- **TEXT**:
· · ·

1. Mit "sozial Schwächere" meint die Forscherin sicherlich "finanziell Schwächere". Diese sind aber nicht von vorne herein sozial weniger kompetent, weswegen es mich wundert, dass dieses Begriffspaar noch verwendet wird.
2. Wenn es diese Reaktion auf die Missstände gibt, dann sollte auch dementsprechend gehandelt werden, nur Schönreden und Wegschauen sowie Inklusion als kategorischen Imperativ vor sich herzutragen wird nicht genügen.
Perfekt Herr Kobler!
Perfekt Herr Kobler!
Die Bildungs- und…
Die Bildungs- und Finanzelite schickt ihre Kinder in eine Privatschule (ohne Ahmed und Alina, auch ohne Kinder mit besonderen Bedürfnissen und Kinder mit auffälligem Vehalten werden zeitnah an die Staatsangestellten weitergereicht). Den Aufschrei gab es ja v.a., weil es "blöderweise" keine privaten Grundschulen gibt. Die Elite bleibt "natürlich" lieber unter sich (Fränzi).

· · ·

Einträge mit Koordinatenannotationen
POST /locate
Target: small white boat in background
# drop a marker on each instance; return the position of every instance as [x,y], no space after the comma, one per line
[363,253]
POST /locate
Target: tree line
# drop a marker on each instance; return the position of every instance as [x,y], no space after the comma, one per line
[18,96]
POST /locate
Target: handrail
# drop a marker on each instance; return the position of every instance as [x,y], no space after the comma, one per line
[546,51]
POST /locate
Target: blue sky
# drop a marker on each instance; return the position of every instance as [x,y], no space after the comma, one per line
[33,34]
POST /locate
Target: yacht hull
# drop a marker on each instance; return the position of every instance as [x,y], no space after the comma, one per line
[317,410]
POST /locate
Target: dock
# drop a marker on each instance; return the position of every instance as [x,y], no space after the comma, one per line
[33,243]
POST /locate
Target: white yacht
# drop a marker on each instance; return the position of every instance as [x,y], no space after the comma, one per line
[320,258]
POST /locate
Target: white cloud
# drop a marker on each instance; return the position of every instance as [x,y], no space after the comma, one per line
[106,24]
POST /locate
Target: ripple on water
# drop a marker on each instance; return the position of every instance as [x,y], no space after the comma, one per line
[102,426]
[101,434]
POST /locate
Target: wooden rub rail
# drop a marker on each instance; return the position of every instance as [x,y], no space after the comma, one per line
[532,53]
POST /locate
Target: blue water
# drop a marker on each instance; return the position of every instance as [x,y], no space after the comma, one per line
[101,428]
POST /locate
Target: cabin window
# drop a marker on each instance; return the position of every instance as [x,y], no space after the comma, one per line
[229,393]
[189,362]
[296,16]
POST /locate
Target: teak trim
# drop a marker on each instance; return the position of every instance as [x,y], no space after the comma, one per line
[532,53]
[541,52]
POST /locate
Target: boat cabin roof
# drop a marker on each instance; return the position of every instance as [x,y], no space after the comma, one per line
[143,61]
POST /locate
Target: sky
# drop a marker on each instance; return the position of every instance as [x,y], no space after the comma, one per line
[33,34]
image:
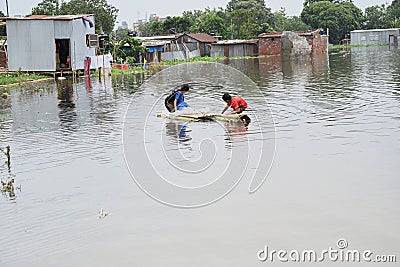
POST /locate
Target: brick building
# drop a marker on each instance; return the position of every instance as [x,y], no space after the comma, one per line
[271,43]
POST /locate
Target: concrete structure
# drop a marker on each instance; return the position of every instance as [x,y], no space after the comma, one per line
[235,48]
[50,43]
[375,37]
[271,43]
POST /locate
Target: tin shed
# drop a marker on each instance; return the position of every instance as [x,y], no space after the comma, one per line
[375,37]
[50,43]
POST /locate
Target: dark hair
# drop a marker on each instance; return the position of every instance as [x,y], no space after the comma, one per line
[185,87]
[226,97]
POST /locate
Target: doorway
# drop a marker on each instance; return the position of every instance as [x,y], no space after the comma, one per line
[63,57]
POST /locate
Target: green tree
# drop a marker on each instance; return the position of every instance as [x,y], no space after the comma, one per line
[135,46]
[47,7]
[309,2]
[340,18]
[375,17]
[104,13]
[282,22]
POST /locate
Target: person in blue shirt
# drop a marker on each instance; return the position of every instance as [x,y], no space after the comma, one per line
[179,102]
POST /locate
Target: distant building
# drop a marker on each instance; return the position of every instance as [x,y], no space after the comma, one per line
[375,37]
[50,43]
[235,48]
[124,25]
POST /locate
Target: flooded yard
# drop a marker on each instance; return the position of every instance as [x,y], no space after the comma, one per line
[86,160]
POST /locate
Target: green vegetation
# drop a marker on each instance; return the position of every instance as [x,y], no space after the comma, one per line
[339,16]
[104,13]
[10,78]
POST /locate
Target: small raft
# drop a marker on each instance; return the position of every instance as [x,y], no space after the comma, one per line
[235,118]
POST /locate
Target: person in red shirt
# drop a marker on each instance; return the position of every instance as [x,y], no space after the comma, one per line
[237,103]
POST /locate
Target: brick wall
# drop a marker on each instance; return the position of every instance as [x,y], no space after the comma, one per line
[271,44]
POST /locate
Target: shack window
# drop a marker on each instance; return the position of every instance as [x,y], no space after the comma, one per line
[92,40]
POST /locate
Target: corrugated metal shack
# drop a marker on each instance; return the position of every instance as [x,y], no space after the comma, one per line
[235,48]
[50,43]
[197,41]
[375,37]
[271,43]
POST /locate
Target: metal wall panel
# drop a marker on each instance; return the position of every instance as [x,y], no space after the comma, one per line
[372,37]
[31,45]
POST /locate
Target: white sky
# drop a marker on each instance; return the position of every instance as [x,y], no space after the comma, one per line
[131,10]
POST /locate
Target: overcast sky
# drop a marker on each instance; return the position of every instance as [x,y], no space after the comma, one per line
[131,10]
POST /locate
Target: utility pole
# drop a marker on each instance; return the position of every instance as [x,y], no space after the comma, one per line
[8,13]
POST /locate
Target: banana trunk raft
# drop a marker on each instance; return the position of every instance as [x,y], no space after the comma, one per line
[234,118]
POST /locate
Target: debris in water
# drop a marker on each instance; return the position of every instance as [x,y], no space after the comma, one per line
[102,214]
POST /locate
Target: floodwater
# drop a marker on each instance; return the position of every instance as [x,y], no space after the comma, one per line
[326,131]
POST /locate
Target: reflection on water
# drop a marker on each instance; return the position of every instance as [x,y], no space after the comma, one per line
[337,138]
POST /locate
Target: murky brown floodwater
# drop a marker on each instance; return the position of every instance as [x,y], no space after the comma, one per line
[335,172]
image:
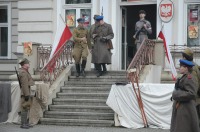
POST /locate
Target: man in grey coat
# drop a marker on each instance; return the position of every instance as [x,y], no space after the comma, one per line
[184,114]
[102,34]
[142,29]
[92,40]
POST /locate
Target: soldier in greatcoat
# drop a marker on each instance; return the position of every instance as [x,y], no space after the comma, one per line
[91,38]
[101,53]
[142,29]
[26,81]
[184,114]
[188,55]
[82,43]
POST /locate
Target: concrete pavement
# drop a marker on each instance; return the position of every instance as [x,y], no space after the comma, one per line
[53,128]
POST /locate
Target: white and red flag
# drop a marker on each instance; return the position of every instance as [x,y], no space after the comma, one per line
[63,34]
[168,53]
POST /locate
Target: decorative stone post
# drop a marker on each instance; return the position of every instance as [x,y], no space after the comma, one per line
[33,58]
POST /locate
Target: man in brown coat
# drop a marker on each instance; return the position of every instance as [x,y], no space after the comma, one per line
[26,82]
[91,38]
[188,55]
[82,43]
[101,53]
[142,29]
[184,114]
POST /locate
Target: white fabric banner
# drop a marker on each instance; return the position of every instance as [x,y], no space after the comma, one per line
[156,101]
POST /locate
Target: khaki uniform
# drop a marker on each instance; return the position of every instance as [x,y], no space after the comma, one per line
[184,114]
[26,81]
[142,32]
[80,47]
[101,54]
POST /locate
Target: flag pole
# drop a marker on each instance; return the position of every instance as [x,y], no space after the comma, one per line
[160,30]
[62,19]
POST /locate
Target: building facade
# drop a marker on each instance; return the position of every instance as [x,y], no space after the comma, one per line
[37,21]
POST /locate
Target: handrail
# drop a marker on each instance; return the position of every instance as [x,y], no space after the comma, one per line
[61,59]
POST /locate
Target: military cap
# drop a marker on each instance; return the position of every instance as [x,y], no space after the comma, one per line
[188,54]
[188,51]
[142,12]
[81,20]
[24,61]
[95,16]
[98,18]
[186,63]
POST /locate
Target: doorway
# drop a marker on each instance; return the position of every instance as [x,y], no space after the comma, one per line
[129,17]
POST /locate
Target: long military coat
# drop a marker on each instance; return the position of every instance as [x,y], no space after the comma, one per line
[184,114]
[80,48]
[142,32]
[26,81]
[100,53]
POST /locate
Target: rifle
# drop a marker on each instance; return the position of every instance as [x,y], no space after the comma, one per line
[18,77]
[137,33]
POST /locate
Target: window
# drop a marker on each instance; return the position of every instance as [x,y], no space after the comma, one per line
[77,1]
[193,22]
[3,31]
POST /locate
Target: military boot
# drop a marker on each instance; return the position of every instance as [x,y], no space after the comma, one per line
[83,67]
[24,122]
[77,70]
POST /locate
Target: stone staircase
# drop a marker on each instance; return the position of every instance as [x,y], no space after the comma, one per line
[82,101]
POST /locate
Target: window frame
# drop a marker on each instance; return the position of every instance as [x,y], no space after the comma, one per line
[8,24]
[78,8]
[187,3]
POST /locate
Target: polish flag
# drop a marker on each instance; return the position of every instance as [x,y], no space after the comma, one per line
[168,54]
[63,34]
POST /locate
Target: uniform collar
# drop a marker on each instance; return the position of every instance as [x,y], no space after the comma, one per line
[80,27]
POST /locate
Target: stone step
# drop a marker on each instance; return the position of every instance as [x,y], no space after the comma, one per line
[77,122]
[8,61]
[80,108]
[7,72]
[83,95]
[167,82]
[96,102]
[82,89]
[98,79]
[4,78]
[85,84]
[109,73]
[79,115]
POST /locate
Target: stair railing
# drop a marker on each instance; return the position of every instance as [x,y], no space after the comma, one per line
[60,60]
[144,56]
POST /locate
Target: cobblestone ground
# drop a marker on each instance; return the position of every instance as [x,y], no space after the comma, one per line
[52,128]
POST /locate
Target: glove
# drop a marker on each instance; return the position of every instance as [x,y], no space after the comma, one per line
[26,98]
[94,36]
[103,39]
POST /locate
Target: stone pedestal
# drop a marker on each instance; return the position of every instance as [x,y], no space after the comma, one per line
[32,58]
[159,53]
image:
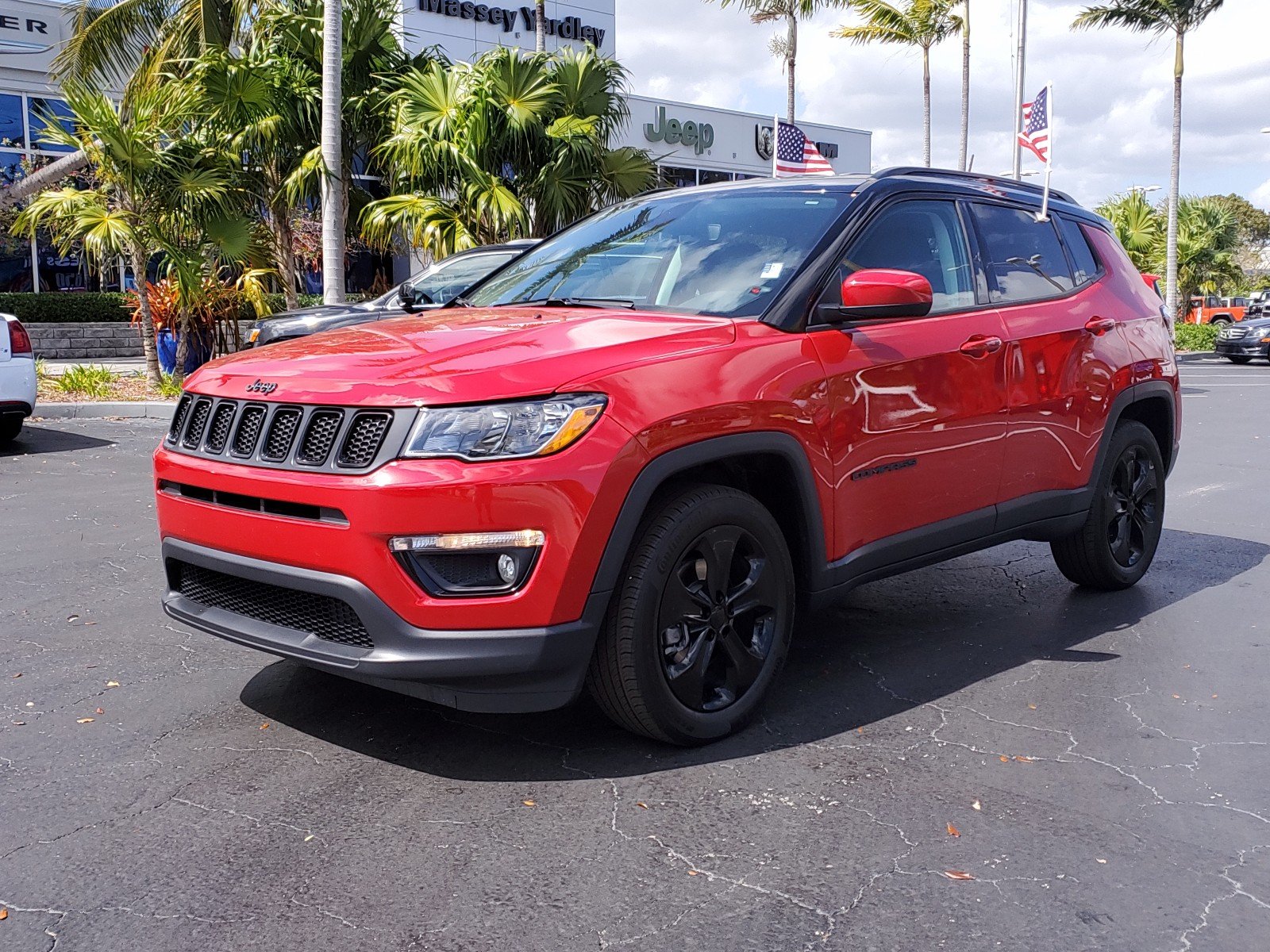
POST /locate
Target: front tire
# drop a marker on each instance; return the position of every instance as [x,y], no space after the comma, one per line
[1114,547]
[702,625]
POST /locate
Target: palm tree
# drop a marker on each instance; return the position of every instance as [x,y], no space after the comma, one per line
[333,222]
[965,86]
[785,48]
[506,146]
[1160,18]
[921,23]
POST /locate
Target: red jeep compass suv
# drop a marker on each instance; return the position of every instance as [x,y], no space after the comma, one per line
[624,457]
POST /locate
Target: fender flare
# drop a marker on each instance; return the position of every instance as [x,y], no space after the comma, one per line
[664,467]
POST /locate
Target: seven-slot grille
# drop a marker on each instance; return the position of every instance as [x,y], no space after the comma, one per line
[283,436]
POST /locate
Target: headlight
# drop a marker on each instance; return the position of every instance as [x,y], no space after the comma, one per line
[503,431]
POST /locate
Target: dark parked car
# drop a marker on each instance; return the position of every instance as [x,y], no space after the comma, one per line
[436,286]
[1240,343]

· · ·

- **AUFGABEN**:
a) Beantworte anhand der Kommentare zur Inklusion oben diese Fragen:
(i) Was meint die Forscherin laut dem ersten Kommentar mit „sozial Schwächere“?
(ii) Wohin schickt die Bildungs- und Finanzelite ihre Kinder?
(iii) Weshalb gab es den Aufschrei vor allem?
b) Schreibe aus den Kommentaren zur Inklusion oben den Abschnitt zwischen "2. Wenn es diese" und "wird nicht genügen.", beide eingeschlossen, wortgetreu ab.
c) Führe die Kommentare zur Inklusion oben im Anschluss an ihren letzten Satz weiter.

- **ANTWORTEN**:
a)
(i) Sie meint „finanziell Schwächere“.
(ii) Sie schickt ihre Kinder in eine Privatschule.
(iii) Es gibt keine privaten Grundschulen.

b)
2. Wenn es diese Reaktion auf die Missstände gibt, dann sollte auch dementsprechend gehandelt werden, nur Schönreden und Wegschauen sowie Inklusion als kategorischen Imperativ vor sich herzutragen wird nicht genügen.

c)
Meiner Meinung nach bleibt…
Meiner Meinung nach bleibt die beste Lösung die, in der die Klassen gemischt bleiben, nur sollte man die Kinder mit nicht ausreichenden Deutschkenntnissen besser verteilen und sorgen dass die Kinder mit Deutsch als Erstsprache in der Mehrheit sind. Das aktuelle Modell der deutschen Schule ermöglicht es, auf die individuellen Bedürfnisse jedes Kindes einzugehen.
Das mit Förderklassen finde ich nicht optimal. Wir sollten versuchen, Unerwünschtes möglichst zu verdünnen, statt starke Konzentrationen zu erzeugen.